======== Selected passage
Pat Robertson, chairman of the Christian Broadcasting Network, the great Sanctimoney genius of Portsmouth, Virginia, goes one further: he heals and rewards his flock over the airwaves. In the miracle-facility section of his show, the kneeling Robertson is granted visions of various recoveries, reunions and windfalls throughout the land. Robertson describes the miracles, and people ring in to claim them. His poorer viewers send him their rent cheques and disability allowances — because the gamble works better ‘if you give out of your need’. Like all the TV preachers, Robertson also does big business in what the trade calls ‘the pretty-pretties’: sacred key-rings, beatified pen-clips and whatnot. CBN takes in over $1 million a week.

Robert Schuller’s line typifies the logic of the holy sting, and he articulates it with all the unction of sweet reason. Gently waving his arms about and baring his practised false smile, Schuller explains that ‘the major decision’ in his life was ‘tithing’ — ‘or the giving of 10 per cent of one’s income back to the Church”. This of course means the giving of 10 per cent of one’s income back to Robert Schuller. ‘And it turned me into a very good business manager,’ he adds, without a blush. ‘If you can’t live on the 90 per cent, you couldn’t live on the 100 per cent. No way — ‘ And, in return, ‘God will give you management skills.’

Schuller’s show is entitled, candidly enough, Hour of Power. Of course, there is nothing peculiarly American, or peculiarly Western, about the religious emphasis on material reward. Present-day Hinduism, for example, is very largely structured on the principle of worldly success. However, the Midas tradition in Ame’rican worship has little to do with modern laxity. It shocked de Tocqueville in 1831. A century later it effloresced in a host of how-to books on harmonial and self-bettering themes, under a thin shine of gnosticism: Dale Carnegie’s How to Win Friends and Influence People, Norman Vincent Peale’s Power of Positive Thinking, Billy Graham’s Peace with God. What could be more American, in its way, than a version of Christ as the eternal miracle-worker and faith-healer — bringer of salubrity and cash, here and now?
================
### Your tasks
1 > In the passage on TV preachers, how much does CBN take in each week?
2 > Write out the portion of the passage on TV preachers starting with "Pat Robertson, chairman" and going on through "million a week.".
The rows that come next are from a separate source.
======== Recorded data
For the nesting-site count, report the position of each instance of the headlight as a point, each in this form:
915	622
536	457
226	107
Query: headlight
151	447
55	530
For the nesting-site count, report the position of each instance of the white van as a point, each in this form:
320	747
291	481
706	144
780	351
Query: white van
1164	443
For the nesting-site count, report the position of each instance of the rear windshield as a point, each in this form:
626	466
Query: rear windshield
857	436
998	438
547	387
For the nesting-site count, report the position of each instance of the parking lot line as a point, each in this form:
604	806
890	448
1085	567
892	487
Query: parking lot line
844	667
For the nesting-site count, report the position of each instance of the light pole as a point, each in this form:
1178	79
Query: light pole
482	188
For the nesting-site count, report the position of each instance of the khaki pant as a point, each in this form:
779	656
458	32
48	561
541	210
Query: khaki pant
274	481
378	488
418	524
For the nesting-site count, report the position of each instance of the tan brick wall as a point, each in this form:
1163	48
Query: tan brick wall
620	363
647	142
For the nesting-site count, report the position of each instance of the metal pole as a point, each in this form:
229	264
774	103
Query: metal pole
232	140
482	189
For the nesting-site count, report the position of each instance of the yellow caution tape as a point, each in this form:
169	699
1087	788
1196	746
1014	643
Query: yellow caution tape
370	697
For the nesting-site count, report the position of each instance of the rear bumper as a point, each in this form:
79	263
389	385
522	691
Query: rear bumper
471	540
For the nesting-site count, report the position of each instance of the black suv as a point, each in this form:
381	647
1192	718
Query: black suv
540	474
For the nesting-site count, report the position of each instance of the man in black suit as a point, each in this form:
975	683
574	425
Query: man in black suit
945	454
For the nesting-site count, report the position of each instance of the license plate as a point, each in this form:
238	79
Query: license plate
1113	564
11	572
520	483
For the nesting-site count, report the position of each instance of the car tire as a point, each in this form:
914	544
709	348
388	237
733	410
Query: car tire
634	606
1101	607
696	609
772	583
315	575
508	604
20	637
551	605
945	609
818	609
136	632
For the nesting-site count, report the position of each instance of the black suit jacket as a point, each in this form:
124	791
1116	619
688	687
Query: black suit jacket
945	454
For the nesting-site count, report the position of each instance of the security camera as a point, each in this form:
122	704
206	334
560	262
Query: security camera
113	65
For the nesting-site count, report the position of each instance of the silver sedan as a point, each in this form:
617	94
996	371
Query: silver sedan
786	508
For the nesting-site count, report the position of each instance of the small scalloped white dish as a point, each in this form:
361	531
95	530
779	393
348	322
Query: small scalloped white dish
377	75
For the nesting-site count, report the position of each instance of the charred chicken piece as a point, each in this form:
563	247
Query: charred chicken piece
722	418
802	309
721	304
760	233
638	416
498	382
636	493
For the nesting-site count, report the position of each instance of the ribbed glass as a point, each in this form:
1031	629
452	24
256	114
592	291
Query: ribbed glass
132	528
================
### Written responses
1 > Over $1 million a week.

2 >
Pat Robertson, chairman of the Christian Broadcasting Network, the great Sanctimoney genius of Portsmouth, Virginia, goes one further: he heals and rewards his flock over the airwaves. In the miracle-facility section of his show, the kneeling Robertson is granted visions of various recoveries, reunions and windfalls throughout the land. Robertson describes the miracles, and people ring in to claim them. His poorer viewers send him their rent cheques and disability allowances — because the gamble works better ‘if you give out of your need’. Like all the TV preachers, Robertson also does big business in what the trade calls ‘the pretty-pretties’: sacred key-rings, beatified pen-clips and whatnot. CBN takes in over $1 million a week.